**ENTRIES SUPPLIED:**
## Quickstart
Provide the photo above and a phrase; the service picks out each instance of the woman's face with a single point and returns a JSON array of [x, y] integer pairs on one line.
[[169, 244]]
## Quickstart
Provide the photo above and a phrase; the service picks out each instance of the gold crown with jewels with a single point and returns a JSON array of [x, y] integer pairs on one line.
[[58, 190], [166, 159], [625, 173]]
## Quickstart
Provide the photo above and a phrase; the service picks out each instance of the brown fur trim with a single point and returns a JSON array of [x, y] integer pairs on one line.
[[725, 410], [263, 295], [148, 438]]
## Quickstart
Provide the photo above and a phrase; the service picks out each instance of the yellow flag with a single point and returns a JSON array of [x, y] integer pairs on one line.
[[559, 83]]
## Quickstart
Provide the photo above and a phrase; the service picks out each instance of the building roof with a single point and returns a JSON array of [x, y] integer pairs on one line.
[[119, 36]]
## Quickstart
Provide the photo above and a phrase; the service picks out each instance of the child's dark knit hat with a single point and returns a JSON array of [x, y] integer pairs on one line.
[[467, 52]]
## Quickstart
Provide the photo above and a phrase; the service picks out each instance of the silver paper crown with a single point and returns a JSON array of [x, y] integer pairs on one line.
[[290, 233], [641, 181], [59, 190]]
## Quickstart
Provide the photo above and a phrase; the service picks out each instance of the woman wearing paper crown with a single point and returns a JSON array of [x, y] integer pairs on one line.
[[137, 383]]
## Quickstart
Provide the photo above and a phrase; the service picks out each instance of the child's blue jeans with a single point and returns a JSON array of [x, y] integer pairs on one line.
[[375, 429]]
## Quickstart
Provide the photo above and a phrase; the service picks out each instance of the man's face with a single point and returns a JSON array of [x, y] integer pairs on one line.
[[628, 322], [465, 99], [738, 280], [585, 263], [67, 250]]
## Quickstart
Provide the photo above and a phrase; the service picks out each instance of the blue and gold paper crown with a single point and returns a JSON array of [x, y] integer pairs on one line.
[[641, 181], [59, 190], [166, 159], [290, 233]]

**AIM OF THE EXERCISE:** Could you reproduce all of the records above, word for word and in the same order?

**ANSWER TO THIS PROBLEM:**
## Quickstart
Provide the photo above and a phrase; the service picks out each instance of the woman's face with a single point and returns a JSON array of [x, y] integer pairs on one line.
[[169, 244]]
## Quickstart
Provide the photo above and a phrase; the service picks out each instance of the gold crown with jewels with a single point and returns a JSON array of [x, y] integer pairs on one line.
[[58, 190], [166, 159], [625, 173]]
## Quickstart
Provide the photo above and a phrase; the service picks out each instance of the brown fur trim with a single point and returns a JSON array of [x, y] integer pairs on one line.
[[725, 410], [263, 295], [148, 438]]
## Quickstart
Provide the photo above and a phrase; the service picks out each instance of the yellow flag with a single point and returns a JSON array of [x, y] integer pairs on one line.
[[559, 83]]
## Quickstart
Provide the photo above and a phrase; the service picks out each instance of the building roof with a single point and returns a JSON array of [x, y] integer pairs on one line.
[[119, 36]]
## Quickstart
Provide the photo above and a phrase; the service picks out each instance of the child's dark knit hat with a single point and returns a JSON array of [x, y] integer pairs on one line.
[[467, 52]]
## Quickstart
Provide the photo above and a phrase; the service picks out each instance of the silver paper crown with a single point and returns a JSON array of [x, y] integer pairs on one line.
[[290, 233], [641, 181], [59, 190]]
## Quickstart
Provide the photo above and a phrase; the service picks out each instance of the woman wearing paper crown with a single point and returns a JSON array of [x, y] integer pairs on one line.
[[137, 383]]
## Quickstart
Provide the photo above and a phrase; the service picks out each instance of the child's blue jeans with a single point and returns a JSON array of [x, y] integer pairs on one line.
[[375, 429]]
## Quickstart
Provide the photo above and a phrase; the service picks out each instance of the man's face with a single point and returns a JSON array of [x, y] integer pairs on one line.
[[628, 322], [465, 99], [738, 280], [585, 263], [67, 250]]
## Quickstart
Provide the photo above and a phrase; the service picks out each instance of the blue and gold paper crown with a single point and returns a JSON array of [x, y] integer pairs on one line.
[[641, 181], [59, 190], [166, 159], [290, 233]]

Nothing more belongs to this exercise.